INSTRUCTIONS TO FOLLOW → How many lines in the source data contain the string "green", with case counting? Reply with the number alone.

[DATASET RECORDS start]

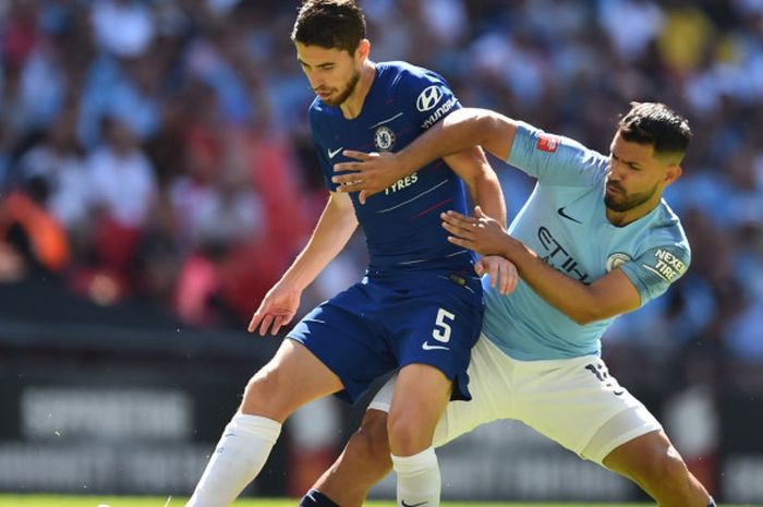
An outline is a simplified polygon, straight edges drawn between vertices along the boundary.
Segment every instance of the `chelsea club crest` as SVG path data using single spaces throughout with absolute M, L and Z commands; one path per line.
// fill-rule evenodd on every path
M 386 125 L 382 125 L 374 131 L 374 146 L 379 152 L 391 152 L 395 146 L 395 132 Z

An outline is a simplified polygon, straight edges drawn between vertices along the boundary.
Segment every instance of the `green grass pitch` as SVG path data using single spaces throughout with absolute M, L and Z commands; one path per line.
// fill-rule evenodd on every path
M 0 507 L 183 507 L 186 498 L 158 496 L 70 496 L 70 495 L 0 495 Z M 240 499 L 234 507 L 296 507 L 296 499 Z M 395 507 L 395 502 L 370 500 L 367 507 Z M 443 507 L 641 507 L 646 504 L 512 504 L 444 502 Z
M 183 507 L 186 498 L 159 496 L 74 496 L 74 495 L 0 495 L 0 507 Z M 246 498 L 238 500 L 233 507 L 295 507 L 293 498 Z M 370 500 L 366 507 L 395 507 L 395 502 Z M 519 504 L 519 503 L 481 503 L 481 502 L 444 502 L 443 507 L 654 507 L 654 504 Z M 763 507 L 760 505 L 719 507 Z
M 169 503 L 168 503 L 169 500 Z M 158 496 L 73 496 L 73 495 L 0 495 L 0 507 L 183 507 L 185 498 Z M 234 507 L 295 507 L 296 499 L 240 499 Z M 370 500 L 367 507 L 395 507 L 395 502 Z M 516 504 L 444 502 L 443 507 L 646 507 L 647 504 Z M 730 506 L 729 506 L 730 507 Z

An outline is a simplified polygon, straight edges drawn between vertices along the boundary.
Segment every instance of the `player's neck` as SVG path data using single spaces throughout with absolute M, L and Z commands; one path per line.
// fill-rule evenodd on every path
M 627 212 L 616 212 L 607 207 L 607 220 L 609 220 L 609 224 L 615 227 L 626 227 L 627 225 L 633 224 L 641 217 L 645 217 L 652 213 L 652 210 L 657 207 L 661 200 L 662 197 L 657 196 L 656 200 L 650 200 L 632 209 L 628 209 Z
M 371 85 L 374 83 L 374 77 L 376 76 L 376 63 L 371 60 L 366 60 L 363 63 L 363 69 L 361 70 L 361 79 L 355 85 L 355 89 L 352 94 L 344 100 L 339 108 L 342 110 L 342 116 L 352 120 L 358 118 L 358 116 L 363 110 L 363 102 L 365 101 L 366 95 L 371 89 Z

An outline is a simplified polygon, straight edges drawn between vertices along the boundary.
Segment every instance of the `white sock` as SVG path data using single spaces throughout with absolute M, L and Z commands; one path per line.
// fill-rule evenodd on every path
M 222 432 L 186 507 L 228 507 L 259 473 L 281 423 L 237 413 Z
M 440 495 L 439 466 L 434 447 L 413 456 L 392 455 L 398 474 L 398 506 L 438 507 Z

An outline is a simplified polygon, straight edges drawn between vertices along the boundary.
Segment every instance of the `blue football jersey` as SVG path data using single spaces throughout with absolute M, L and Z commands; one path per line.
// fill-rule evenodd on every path
M 405 62 L 376 64 L 376 75 L 360 114 L 351 120 L 319 97 L 310 108 L 313 138 L 326 184 L 334 165 L 349 160 L 344 149 L 398 152 L 428 128 L 460 108 L 438 74 Z M 441 160 L 420 168 L 362 205 L 350 194 L 363 228 L 372 271 L 463 269 L 473 254 L 447 241 L 439 214 L 467 213 L 463 182 Z

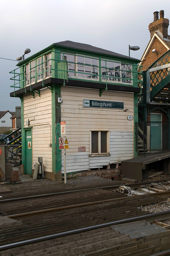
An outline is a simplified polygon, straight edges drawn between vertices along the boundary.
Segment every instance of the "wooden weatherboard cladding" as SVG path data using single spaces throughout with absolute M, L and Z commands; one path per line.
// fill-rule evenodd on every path
M 123 102 L 98 101 L 95 100 L 83 100 L 83 106 L 90 108 L 107 108 L 123 109 Z

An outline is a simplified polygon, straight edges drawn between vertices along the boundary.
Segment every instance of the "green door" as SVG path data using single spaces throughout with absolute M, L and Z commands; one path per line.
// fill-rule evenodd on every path
M 151 150 L 160 150 L 162 149 L 162 115 L 151 114 Z M 155 122 L 155 123 L 152 123 Z
M 25 130 L 25 173 L 32 175 L 32 132 L 31 129 Z

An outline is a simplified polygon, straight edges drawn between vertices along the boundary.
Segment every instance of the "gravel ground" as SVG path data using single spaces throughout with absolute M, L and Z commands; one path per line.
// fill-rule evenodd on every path
M 142 211 L 149 211 L 149 212 L 153 213 L 169 211 L 170 210 L 170 198 L 168 201 L 147 205 L 141 205 L 137 208 L 141 209 Z M 170 225 L 170 219 L 161 221 L 161 222 Z

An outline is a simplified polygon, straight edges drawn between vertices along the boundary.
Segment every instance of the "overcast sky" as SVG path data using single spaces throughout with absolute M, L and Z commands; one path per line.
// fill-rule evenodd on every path
M 169 0 L 1 0 L 0 57 L 25 58 L 54 43 L 66 40 L 91 44 L 140 59 L 150 39 L 153 13 L 164 10 L 170 20 Z M 168 29 L 168 34 L 170 33 Z M 9 73 L 16 61 L 0 59 L 0 111 L 15 111 L 19 98 Z

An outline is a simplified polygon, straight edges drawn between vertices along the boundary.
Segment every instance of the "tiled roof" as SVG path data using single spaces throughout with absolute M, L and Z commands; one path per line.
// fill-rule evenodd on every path
M 9 112 L 12 116 L 13 116 L 15 114 L 15 112 L 11 112 L 11 111 L 9 111 L 9 110 L 6 110 L 5 111 L 0 111 L 0 119 L 1 117 L 2 117 L 2 116 L 3 116 L 4 115 L 5 115 L 8 112 Z
M 162 37 L 160 37 L 159 35 L 157 34 L 157 35 L 158 36 L 158 37 L 159 37 L 160 39 L 161 40 L 162 40 L 162 41 L 163 41 L 163 42 L 165 44 L 167 45 L 167 46 L 169 48 L 169 49 L 170 49 L 170 36 L 169 36 L 169 35 L 168 36 L 168 39 L 169 39 L 169 41 L 168 41 L 167 40 L 165 40 L 164 38 L 163 38 Z M 152 40 L 153 40 L 153 38 L 154 36 L 153 36 L 153 37 L 152 37 L 151 38 L 150 40 L 149 41 L 149 43 L 148 44 L 148 45 L 146 46 L 146 49 L 145 49 L 145 50 L 142 56 L 142 57 L 141 59 L 142 59 L 144 55 L 145 54 L 145 52 L 146 52 L 148 47 L 148 46 L 150 44 L 150 43 L 151 42 L 151 41 L 152 41 Z M 168 50 L 167 50 L 168 51 Z

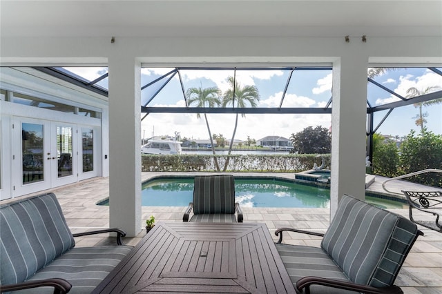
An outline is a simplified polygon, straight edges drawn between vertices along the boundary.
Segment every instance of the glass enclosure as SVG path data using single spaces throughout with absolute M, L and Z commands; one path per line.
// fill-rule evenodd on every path
M 83 142 L 83 173 L 94 170 L 94 130 L 90 128 L 81 129 Z
M 57 155 L 58 157 L 58 177 L 73 175 L 72 128 L 57 127 Z
M 41 182 L 44 179 L 43 125 L 21 124 L 23 184 Z

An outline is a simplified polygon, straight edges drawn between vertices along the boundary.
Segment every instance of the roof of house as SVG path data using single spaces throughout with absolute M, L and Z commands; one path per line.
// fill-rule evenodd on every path
M 281 136 L 267 136 L 258 141 L 290 141 L 290 139 Z

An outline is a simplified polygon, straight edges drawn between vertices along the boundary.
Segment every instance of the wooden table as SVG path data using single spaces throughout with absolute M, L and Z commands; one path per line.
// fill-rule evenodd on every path
M 293 293 L 263 224 L 158 222 L 93 293 Z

[DATASET RECORDS end]

FINISHED ANSWER → 2